- **TASKS FOR THIS EXERCISE**:
1 – In the text on NHI drug reimbursement, what position does Liu Huan-jui hold?
2 – List the prioritization metrics that Dr. Jasmine Pua says a resource distribution framework must balance, according to the text on NHI drug reimbursement.

- **SOURCE TEXT**:
§

Under current NHI operational paradigms, reimbursement approval for innovative pharmaceuticals is heavily restricted to late-line, severe clinical patient sub-cohorts. This policy framework bars early-stage patients from accessing novel therapies, functionally forcing individuals to wait for objective disease progression before qualifying for state-funded care. Liu Huan-jui, Secretary-General of the Taiwan Young Patient Association (TYPA), urged the government to overhaul its reimbursement philosophy to ensure patients receive optimal therapies at the correct clinical timing, rather than pushing internationally recognized first-line treatments (such as immuno-oncology regimens) to late-line settings solely to meet short-term state budgetary targets.
Democratic Social Deliberation in Health Tech Assessment (HTA): Dr. Jasmine Pua of Fu Jen Catholic University noted that an idealized resource distribution framework must explicitly define its prioritization metrics—balancing safety, real-world clinical efficacy, incremental cost-effectiveness ratios (ICER), and unmet medical needs. She advised the government to establish multi-stakeholder consensus panels to define allocation criteria openly, ensuring rare or low-volume conditions are not marginalized by louder advocacy groups, thereby safeguarding medical equity through transparent public deliberation.

§

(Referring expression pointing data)
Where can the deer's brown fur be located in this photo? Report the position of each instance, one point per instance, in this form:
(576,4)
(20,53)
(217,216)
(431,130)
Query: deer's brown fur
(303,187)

§

- **SOLUTIONS IN ORDER**:
1 – Secretary-General of the Taiwan Young Patient Association (TYPA)

2 –
- Safety
- Real-world clinical efficacy
- Incremental cost-effectiveness ratios (ICER)
- Unmet medical needs